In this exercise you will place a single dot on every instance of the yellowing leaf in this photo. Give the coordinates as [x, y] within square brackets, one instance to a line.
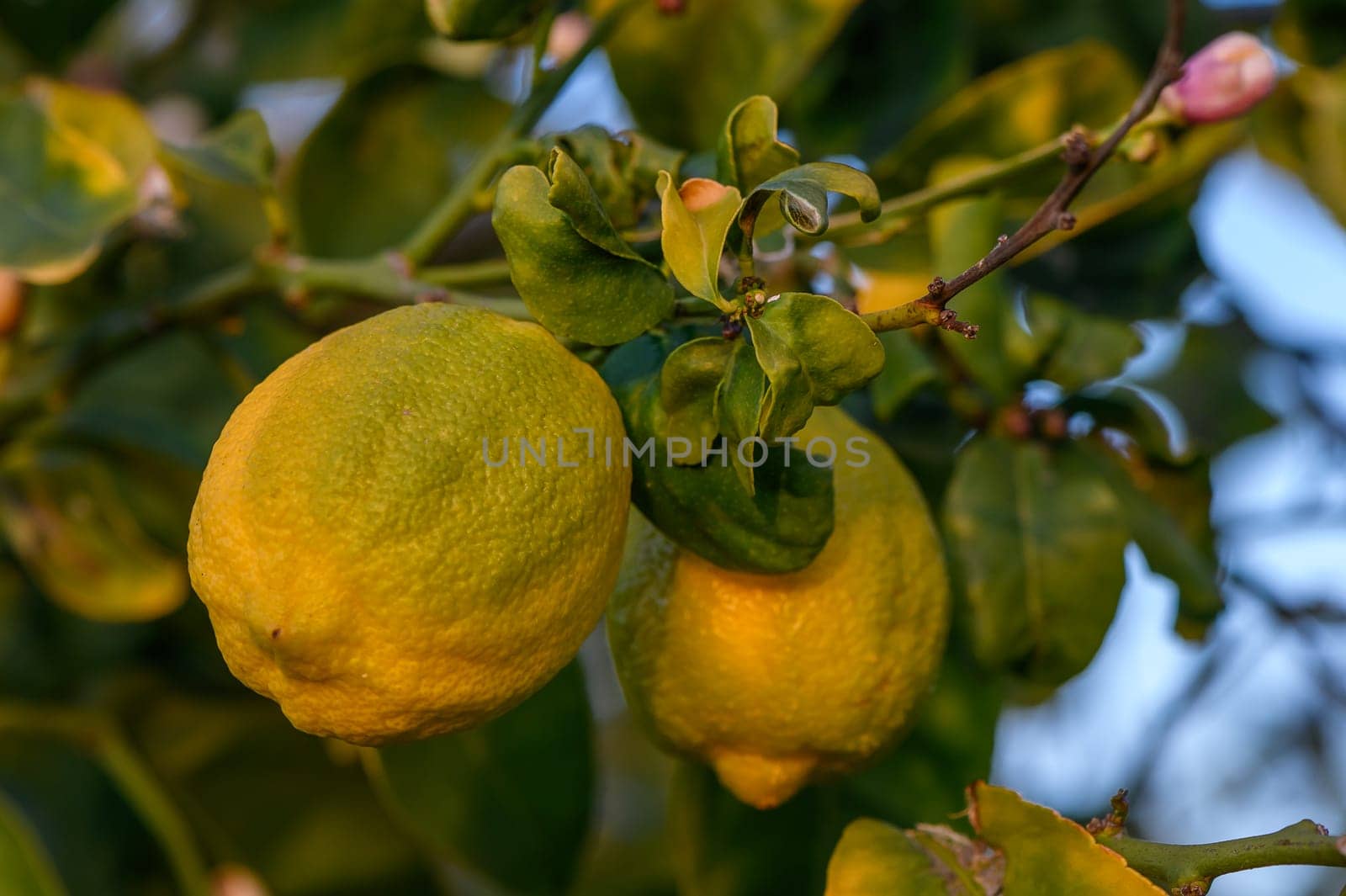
[71, 529]
[686, 73]
[1047, 855]
[71, 168]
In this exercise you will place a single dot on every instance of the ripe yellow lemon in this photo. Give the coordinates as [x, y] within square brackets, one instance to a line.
[380, 552]
[780, 680]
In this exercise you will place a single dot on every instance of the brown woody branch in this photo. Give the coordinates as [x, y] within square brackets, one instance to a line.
[1054, 215]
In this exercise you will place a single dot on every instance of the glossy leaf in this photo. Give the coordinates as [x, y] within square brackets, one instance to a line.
[1206, 385]
[623, 168]
[686, 73]
[1036, 540]
[803, 195]
[575, 275]
[482, 19]
[24, 866]
[813, 353]
[697, 217]
[67, 523]
[1080, 348]
[1047, 855]
[237, 152]
[387, 152]
[1013, 109]
[73, 164]
[295, 809]
[690, 386]
[750, 150]
[778, 527]
[53, 29]
[511, 798]
[906, 368]
[1178, 548]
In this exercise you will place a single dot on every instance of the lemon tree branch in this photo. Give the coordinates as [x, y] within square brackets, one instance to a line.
[1189, 871]
[1054, 215]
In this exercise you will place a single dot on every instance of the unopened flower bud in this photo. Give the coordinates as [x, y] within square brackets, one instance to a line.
[1222, 81]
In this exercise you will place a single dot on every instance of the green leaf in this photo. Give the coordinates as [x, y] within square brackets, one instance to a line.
[697, 224]
[24, 867]
[237, 152]
[1015, 108]
[686, 73]
[1036, 540]
[482, 19]
[803, 194]
[1168, 510]
[384, 156]
[906, 368]
[778, 527]
[511, 798]
[750, 150]
[53, 29]
[813, 353]
[623, 170]
[575, 275]
[71, 528]
[72, 167]
[1084, 348]
[295, 809]
[738, 406]
[1047, 855]
[1206, 385]
[690, 386]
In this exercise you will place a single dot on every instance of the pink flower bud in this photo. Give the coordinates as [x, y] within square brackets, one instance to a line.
[1222, 81]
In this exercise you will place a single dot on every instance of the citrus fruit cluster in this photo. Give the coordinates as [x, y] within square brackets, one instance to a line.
[374, 570]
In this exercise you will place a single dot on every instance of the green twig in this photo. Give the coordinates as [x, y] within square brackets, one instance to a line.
[1188, 871]
[105, 743]
[898, 211]
[457, 206]
[474, 273]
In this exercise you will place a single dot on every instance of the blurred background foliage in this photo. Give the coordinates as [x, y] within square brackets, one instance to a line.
[121, 732]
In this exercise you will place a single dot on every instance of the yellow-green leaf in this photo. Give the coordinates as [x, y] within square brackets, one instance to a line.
[1047, 855]
[72, 530]
[72, 163]
[686, 73]
[697, 224]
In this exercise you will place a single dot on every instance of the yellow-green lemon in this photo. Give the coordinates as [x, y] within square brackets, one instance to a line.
[411, 527]
[777, 680]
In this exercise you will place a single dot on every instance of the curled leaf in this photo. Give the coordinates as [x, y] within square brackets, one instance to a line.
[697, 225]
[803, 194]
[813, 353]
[710, 509]
[1047, 855]
[750, 150]
[73, 167]
[574, 272]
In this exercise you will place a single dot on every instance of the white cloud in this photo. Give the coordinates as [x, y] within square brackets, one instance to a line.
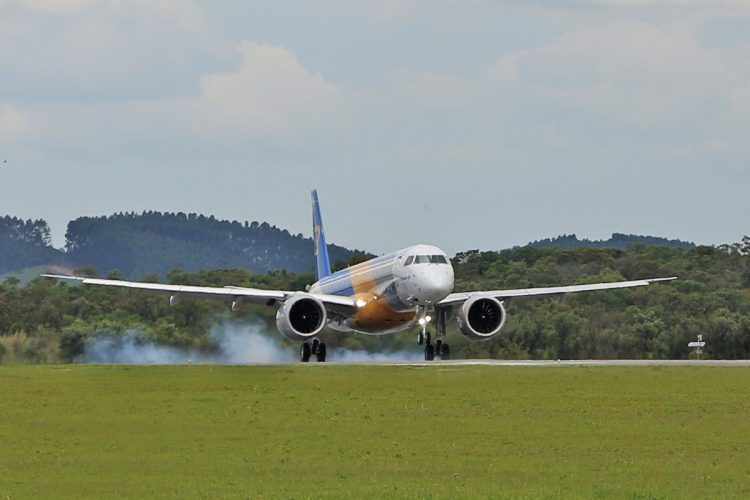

→ The exercise
Please pull out every line of the material above that contains the word "branch", copying each one in full.

→ Task output
In this exercise you will place a single dot on every instance of the brown woody branch in this photo. Give the coordinates as [x, y] within square brackets, one instance to a line.
In this exercise you will place a single dot on every instance of the lemon tree branch in this photo. Give the coordinates as [x, y] within square brackets, one instance to a line.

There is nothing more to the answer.